• [Extracto de página]:
▶
“¡Quién diera que tuviesen tal corazón, que me temiesen y guardasen todos los días todos mis mandamientos, para que a ellos y a sus hijos les fuese bien para siempre!” (Dt. 5:29). Estas son palabras de Dios para su profeta Moisés, las cuales debían comunicarse a Israel. Y contienen un lamento y un anhelo de Dios por su pueblo. Pareciera que reflejan cierta impotencia de Dios para poder cambiar el pensamiento del hombre hacia sus mandamientos. La falta de conocimiento o ignorancia de Dios y su palabra, exenta de toda contaminación religiosa, limpia, libre de toda malicia y maldad, ha permitido que el hombre, en términos generales, le tenga miedo a Dios.

El miedo es la reacción inmediata en el hombre ante el peligro amenazante que tiene frente a él. El miedo produce un impulso de huir, de esconderse del peligro inminente. Muchos han enseñado un Dios inmisericorde, cruel, que tiene una enorme espada en sus manos, lista para decapitar a todo infiel. Un Dios impaciente e insensible. Y esto ha producido en el hombre, el miedo que genera rechazo, alejamiento, animadversión y aborrecimiento. Nada más lejos de la verdad que esto. Todo lo contrario, si uno lee cuidadosamente las Sagradas Escrituras, se dará cuenta que Dios es: “…Lento para la ira y grande en misericordia” (Sal. 145:8). “Porque tú, Señor, eres bueno y perdonador, Y grande en misericordia para con todos los que te invocan” (Sal. 86:5).

Esas cualidades como la paciencia, bondad, misericordia, compasión, etc., que Dios ha tenido tanto para con su pueblo Israel como para la humanidad, se encuentran claramente descritas a lo largo y ancho de la palabra de Dios: “Porque de tal manera amó Dios al mundo, que ha dado a su Hijo unigénito, para que todo aquel que en él cree, no se pierda, mas tenga vida eterna.” (Jn. 3:16). No hay historia más elocuente y cruel, pero también cargada de amor y misericordia, como la vida de Jesús Cristo. Su sacrificio tuvo la única intención de rescatar de la esclavitud y de la muerte al ser humano, cuyo verdugo, Satanás, no descansa hasta que logra destruir el alma del hombre; sin importar el precio que tenga que invertir en semejante labor.
◀
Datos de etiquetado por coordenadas
▶
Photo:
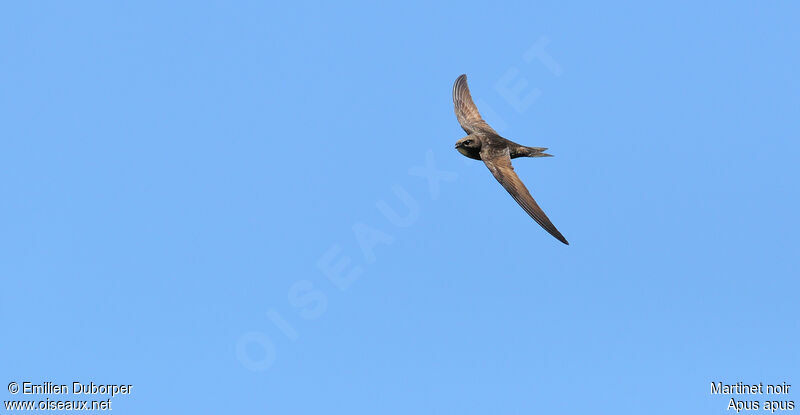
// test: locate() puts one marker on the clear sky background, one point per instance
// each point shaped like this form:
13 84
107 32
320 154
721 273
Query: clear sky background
180 182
◀
Reescriba el tramo del texto sobre el temor a Dios que va de "Esas cualidades como" hasta "en semejante labor.", sustituyendo "verdugo" por "enemigo". Los datos no son necesarios.

• [Respuesta]:
Esas cualidades como la paciencia, bondad, misericordia, compasión, etc., que Dios ha tenido tanto para con su pueblo Israel como para la humanidad, se encuentran claramente descritas a lo largo y ancho de la palabra de Dios: “Porque de tal manera amó Dios al mundo, que ha dado a su Hijo unigénito, para que todo aquel que en él cree, no se pierda, mas tenga vida eterna.” (Jn. 3:16). No hay historia más elocuente y cruel, pero también cargada de amor y misericordia, como la vida de Jesús Cristo. Su sacrificio tuvo la única intención de rescatar de la esclavitud y de la muerte al ser humano, cuyo enemigo, Satanás, no descansa hasta que logra destruir el alma del hombre; sin importar el precio que tenga que invertir en semejante labor.